ASSIGNMENT: Lines before the one with "Detect the rocky" are left out; return that line and all that follow it, exactly, through the end of the data.

◆ ◆ ◆

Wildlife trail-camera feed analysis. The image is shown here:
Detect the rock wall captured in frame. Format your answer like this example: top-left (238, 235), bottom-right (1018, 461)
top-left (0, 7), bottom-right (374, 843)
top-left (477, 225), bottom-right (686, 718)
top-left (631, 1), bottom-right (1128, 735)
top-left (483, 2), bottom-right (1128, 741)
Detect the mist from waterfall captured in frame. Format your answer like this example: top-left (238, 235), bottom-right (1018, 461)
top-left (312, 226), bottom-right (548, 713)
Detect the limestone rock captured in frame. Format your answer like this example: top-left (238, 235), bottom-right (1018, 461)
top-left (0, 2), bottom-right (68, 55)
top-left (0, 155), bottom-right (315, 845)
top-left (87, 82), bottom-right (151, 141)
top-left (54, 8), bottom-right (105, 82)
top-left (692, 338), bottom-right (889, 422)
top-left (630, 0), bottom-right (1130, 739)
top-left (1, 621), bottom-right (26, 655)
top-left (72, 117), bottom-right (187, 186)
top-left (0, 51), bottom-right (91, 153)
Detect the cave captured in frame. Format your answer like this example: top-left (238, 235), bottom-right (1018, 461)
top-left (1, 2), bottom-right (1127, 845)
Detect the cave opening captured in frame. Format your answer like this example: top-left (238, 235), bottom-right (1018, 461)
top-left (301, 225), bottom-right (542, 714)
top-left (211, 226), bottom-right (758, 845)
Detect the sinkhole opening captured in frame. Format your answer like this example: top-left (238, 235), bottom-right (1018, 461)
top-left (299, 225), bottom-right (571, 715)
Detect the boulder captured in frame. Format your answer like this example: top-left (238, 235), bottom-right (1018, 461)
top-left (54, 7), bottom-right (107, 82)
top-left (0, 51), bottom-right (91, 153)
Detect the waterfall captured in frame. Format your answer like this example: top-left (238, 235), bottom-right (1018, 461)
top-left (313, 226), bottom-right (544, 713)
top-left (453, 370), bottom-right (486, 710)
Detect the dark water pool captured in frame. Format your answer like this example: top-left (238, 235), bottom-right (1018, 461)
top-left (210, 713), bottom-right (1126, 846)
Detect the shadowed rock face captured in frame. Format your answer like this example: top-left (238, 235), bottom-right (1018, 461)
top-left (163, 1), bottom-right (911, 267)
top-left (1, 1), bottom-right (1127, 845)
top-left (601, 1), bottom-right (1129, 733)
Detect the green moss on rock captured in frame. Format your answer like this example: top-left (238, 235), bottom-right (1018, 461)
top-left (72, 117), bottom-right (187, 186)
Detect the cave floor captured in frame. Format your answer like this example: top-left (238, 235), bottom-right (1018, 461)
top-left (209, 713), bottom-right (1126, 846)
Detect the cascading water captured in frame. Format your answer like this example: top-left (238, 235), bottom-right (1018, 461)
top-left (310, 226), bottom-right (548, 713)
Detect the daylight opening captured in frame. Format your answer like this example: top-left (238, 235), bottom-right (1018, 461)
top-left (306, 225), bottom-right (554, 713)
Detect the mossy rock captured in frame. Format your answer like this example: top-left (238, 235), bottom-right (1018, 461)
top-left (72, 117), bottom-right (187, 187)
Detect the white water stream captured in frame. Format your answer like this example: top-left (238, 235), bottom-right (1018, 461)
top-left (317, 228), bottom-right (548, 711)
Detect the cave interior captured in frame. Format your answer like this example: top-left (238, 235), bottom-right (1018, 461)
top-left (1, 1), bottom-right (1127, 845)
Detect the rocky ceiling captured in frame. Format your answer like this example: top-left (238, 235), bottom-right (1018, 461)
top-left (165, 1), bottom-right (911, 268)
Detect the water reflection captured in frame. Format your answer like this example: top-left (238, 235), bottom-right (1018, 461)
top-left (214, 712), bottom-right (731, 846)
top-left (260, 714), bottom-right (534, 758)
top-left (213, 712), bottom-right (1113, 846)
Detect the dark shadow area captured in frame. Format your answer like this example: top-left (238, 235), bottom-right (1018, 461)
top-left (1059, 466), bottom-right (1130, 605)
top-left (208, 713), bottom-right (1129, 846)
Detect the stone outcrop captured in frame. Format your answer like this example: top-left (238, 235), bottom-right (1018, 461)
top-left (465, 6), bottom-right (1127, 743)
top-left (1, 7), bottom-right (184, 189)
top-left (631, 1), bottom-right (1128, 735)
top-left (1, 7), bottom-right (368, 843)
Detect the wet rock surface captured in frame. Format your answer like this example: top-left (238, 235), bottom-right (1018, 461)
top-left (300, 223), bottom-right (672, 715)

◆ ◆ ◆

ANSWER BOX:
Detect the rocky ceiling captured in frame. Format your answer like this example: top-left (238, 235), bottom-right (1018, 461)
top-left (165, 1), bottom-right (911, 268)
Detect the water reflection captured in frame. Format your answer like this example: top-left (238, 235), bottom-right (1018, 461)
top-left (214, 712), bottom-right (731, 846)
top-left (260, 714), bottom-right (534, 758)
top-left (213, 712), bottom-right (1113, 846)
Detect the dark shadow area captured in frame. Format your answer like this example: top-left (238, 235), bottom-right (1018, 461)
top-left (1059, 466), bottom-right (1130, 605)
top-left (208, 713), bottom-right (1129, 846)
Detect the stone outcrop captured in frame. Format your answer like this example: top-left (238, 235), bottom-right (1018, 461)
top-left (465, 6), bottom-right (1127, 743)
top-left (1, 7), bottom-right (184, 189)
top-left (631, 1), bottom-right (1128, 735)
top-left (1, 7), bottom-right (368, 843)
Detect the wet rock surface captured in frame. Format your answer like this example: top-left (238, 235), bottom-right (1018, 461)
top-left (300, 223), bottom-right (672, 715)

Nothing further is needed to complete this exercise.